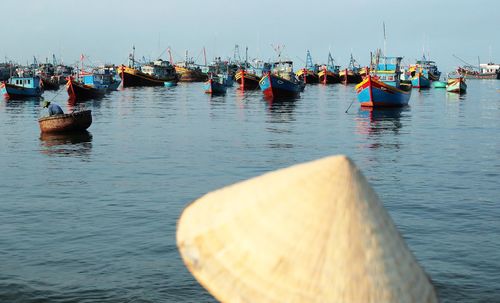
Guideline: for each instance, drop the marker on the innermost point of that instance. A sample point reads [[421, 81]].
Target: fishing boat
[[485, 71], [428, 68], [329, 73], [79, 91], [351, 73], [281, 82], [151, 74], [418, 80], [246, 76], [50, 82], [247, 79], [188, 71], [439, 84], [21, 87], [214, 86], [170, 83], [73, 122], [382, 87], [104, 76], [308, 74], [456, 85]]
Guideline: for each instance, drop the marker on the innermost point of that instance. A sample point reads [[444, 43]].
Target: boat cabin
[[158, 68], [28, 82], [489, 68], [388, 70], [283, 69]]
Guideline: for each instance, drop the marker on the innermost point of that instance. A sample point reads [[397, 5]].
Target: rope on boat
[[350, 105]]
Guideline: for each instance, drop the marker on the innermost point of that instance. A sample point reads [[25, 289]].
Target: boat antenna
[[246, 57], [385, 54], [170, 56], [204, 56]]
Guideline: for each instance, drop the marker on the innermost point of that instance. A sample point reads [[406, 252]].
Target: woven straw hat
[[314, 232]]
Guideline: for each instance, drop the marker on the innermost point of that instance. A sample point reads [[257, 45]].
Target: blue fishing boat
[[79, 91], [430, 69], [329, 73], [419, 80], [21, 87], [308, 74], [456, 85], [281, 82], [382, 87], [214, 86], [170, 83], [104, 76]]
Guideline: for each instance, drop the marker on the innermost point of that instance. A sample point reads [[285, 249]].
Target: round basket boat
[[74, 122]]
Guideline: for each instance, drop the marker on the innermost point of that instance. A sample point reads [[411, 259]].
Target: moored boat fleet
[[384, 82]]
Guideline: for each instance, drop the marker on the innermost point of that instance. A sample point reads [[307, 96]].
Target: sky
[[105, 30]]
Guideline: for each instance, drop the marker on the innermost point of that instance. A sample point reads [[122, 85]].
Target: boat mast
[[170, 56], [246, 57], [385, 42], [204, 56]]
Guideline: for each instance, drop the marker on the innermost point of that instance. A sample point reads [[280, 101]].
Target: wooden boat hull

———

— EXERCISE BRIEF —
Quote all of the entries above word for word, leaving the picture out of your reply.

— SOLVED EXERCISE —
Guideline: for each instance, drop the marker on the innermost point of that instance. A sample point reads [[421, 81]].
Target: fishing boat
[[485, 71], [428, 68], [329, 73], [79, 91], [351, 73], [281, 82], [151, 74], [418, 80], [246, 76], [50, 82], [247, 79], [188, 71], [439, 84], [21, 87], [214, 86], [170, 83], [73, 122], [382, 87], [104, 76], [308, 74], [456, 85]]
Guideline: for each instance, drop the marker on the innermost point of that instance. A sample point reads [[444, 43]].
Target: boat cabin
[[158, 68], [28, 82], [489, 68], [388, 70], [283, 69]]
Guideline: for each instance, drop the marker on the innermost point of that instance. A sample point reads [[397, 5]].
Target: rope on boat
[[350, 105]]
Guideline: for each instance, drop the marker on the innermost point of that instance. A sample point reads [[25, 289]].
Target: boat antenna
[[246, 57], [385, 54], [170, 56], [204, 56]]
Guideline: for each instance, drop the marker on the innermost point of that instance. A sample point reads [[406, 252]].
Target: woven straw hat
[[314, 232]]
Guideline: for each instance, drop the marker on the innermost point of that instance. A sample point reads [[257, 45]].
Target: blue fishing boat
[[79, 91], [430, 69], [329, 73], [419, 80], [21, 87], [308, 74], [456, 85], [281, 82], [382, 87], [214, 86], [170, 83], [104, 76]]
Guideline: for each instance, drop the marker on the innermost point of that instance. A sample point reads [[285, 249]].
Target: round basket boat
[[74, 122]]
Guideline: for each instance, drop the marker on the innermost point of that instance. A sample point reads [[411, 259]].
Target: moored boat fleet
[[384, 82]]
Guideline: for each instance, drop the marker on the innermost point of that instance. A sample point reads [[307, 96]].
Target: sky
[[105, 30]]
Guideline: for each instance, drop the marker on the innermost point of that instance. A sample point reads [[122, 85]].
Target: boat mast
[[170, 56], [246, 57], [385, 42], [204, 56]]
Guideline: for each instance, drop the marker on the innermost point of that instance. A sample point reads [[280, 101]].
Target: wooden boat hull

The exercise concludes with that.